• _Exercise objective_
Transcribe the entries below exactly.

• _Recorded information_
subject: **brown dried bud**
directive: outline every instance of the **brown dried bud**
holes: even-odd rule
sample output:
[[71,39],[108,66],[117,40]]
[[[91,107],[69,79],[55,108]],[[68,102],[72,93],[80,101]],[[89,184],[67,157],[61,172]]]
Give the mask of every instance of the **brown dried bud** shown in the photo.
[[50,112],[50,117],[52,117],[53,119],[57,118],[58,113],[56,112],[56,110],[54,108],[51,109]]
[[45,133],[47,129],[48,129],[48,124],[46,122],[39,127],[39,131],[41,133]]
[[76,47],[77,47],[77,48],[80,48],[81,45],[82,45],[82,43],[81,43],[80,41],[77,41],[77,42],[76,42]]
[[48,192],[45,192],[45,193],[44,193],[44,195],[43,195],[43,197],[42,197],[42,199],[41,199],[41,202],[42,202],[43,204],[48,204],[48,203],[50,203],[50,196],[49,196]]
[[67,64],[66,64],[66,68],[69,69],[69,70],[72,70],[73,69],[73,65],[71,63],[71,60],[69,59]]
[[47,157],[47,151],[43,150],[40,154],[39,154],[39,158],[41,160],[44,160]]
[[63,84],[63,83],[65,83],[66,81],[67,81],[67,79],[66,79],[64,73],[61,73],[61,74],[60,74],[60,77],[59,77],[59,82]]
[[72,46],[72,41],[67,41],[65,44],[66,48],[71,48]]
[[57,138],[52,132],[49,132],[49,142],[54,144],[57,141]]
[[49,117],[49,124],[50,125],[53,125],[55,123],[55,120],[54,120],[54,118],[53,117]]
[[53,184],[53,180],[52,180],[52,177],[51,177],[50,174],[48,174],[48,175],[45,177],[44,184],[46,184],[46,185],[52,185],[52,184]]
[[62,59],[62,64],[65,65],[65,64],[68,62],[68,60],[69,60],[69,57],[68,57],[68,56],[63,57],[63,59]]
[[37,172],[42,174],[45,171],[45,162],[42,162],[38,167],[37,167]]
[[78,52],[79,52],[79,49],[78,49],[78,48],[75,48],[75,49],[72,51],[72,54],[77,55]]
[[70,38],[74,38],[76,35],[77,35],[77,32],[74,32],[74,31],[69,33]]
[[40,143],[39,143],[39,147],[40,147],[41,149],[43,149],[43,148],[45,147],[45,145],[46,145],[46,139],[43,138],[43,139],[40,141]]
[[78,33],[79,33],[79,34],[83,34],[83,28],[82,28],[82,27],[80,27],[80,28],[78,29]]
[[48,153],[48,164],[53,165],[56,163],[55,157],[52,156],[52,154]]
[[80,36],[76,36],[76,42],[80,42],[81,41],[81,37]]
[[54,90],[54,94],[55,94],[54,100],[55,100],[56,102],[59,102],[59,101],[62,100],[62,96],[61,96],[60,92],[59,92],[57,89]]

• _Exercise response_
subject: **brown dried bud**
directive: outline every instance of the **brown dried bud**
holes: even-odd rule
sample output:
[[71,39],[108,66],[117,40]]
[[[91,107],[69,79],[55,108]],[[68,102],[72,93],[80,101]],[[89,184],[67,157],[61,172]]]
Give the mask of every instance of the **brown dried bud** shown in the photo.
[[50,112],[50,117],[52,117],[53,119],[57,118],[58,113],[56,112],[56,110],[54,108],[51,109]]
[[45,133],[47,129],[48,129],[48,124],[46,122],[39,127],[39,131],[41,133]]
[[76,47],[77,47],[77,48],[80,48],[81,45],[82,45],[82,43],[81,43],[80,41],[77,41],[77,42],[76,42]]
[[48,192],[45,192],[45,193],[44,193],[44,195],[43,195],[43,197],[42,197],[42,199],[41,199],[41,202],[42,202],[43,204],[48,204],[48,203],[50,203],[50,196],[49,196]]
[[67,64],[66,64],[66,68],[69,69],[69,70],[72,70],[73,69],[73,65],[71,63],[71,60],[69,59]]
[[47,157],[47,151],[43,150],[40,154],[39,154],[39,158],[41,160],[44,160]]
[[63,84],[63,83],[65,83],[66,81],[67,81],[67,79],[66,79],[64,73],[61,73],[61,74],[60,74],[60,77],[59,77],[59,82]]
[[72,46],[72,41],[67,41],[65,44],[66,48],[71,48]]
[[57,138],[52,132],[49,132],[49,142],[54,144],[57,141]]
[[49,117],[49,124],[50,125],[53,125],[55,123],[55,120],[54,120],[54,118],[53,117]]
[[53,184],[53,180],[52,180],[52,177],[51,177],[50,174],[48,174],[48,175],[45,177],[44,184],[46,184],[46,185],[52,185],[52,184]]
[[62,59],[62,64],[65,65],[65,64],[68,62],[68,60],[69,60],[69,57],[68,57],[68,56],[63,57],[63,59]]
[[37,172],[42,174],[45,171],[45,162],[42,162],[38,167],[37,167]]
[[78,52],[79,52],[79,49],[78,49],[78,48],[75,48],[75,49],[72,51],[72,54],[77,55]]
[[70,38],[74,38],[76,35],[77,35],[77,32],[74,32],[74,31],[69,33]]
[[40,143],[39,143],[39,147],[40,147],[41,149],[43,149],[43,148],[45,147],[45,145],[46,145],[46,139],[43,138],[43,139],[40,141]]
[[78,33],[79,33],[79,34],[83,34],[83,28],[82,28],[82,27],[80,27],[80,28],[78,29]]
[[48,153],[48,164],[53,165],[56,163],[55,157],[52,156],[52,154]]
[[80,36],[76,36],[76,42],[80,42],[81,41],[81,37]]
[[54,90],[54,94],[55,94],[54,100],[55,100],[56,102],[59,102],[59,101],[62,100],[62,96],[61,96],[60,92],[59,92],[57,89]]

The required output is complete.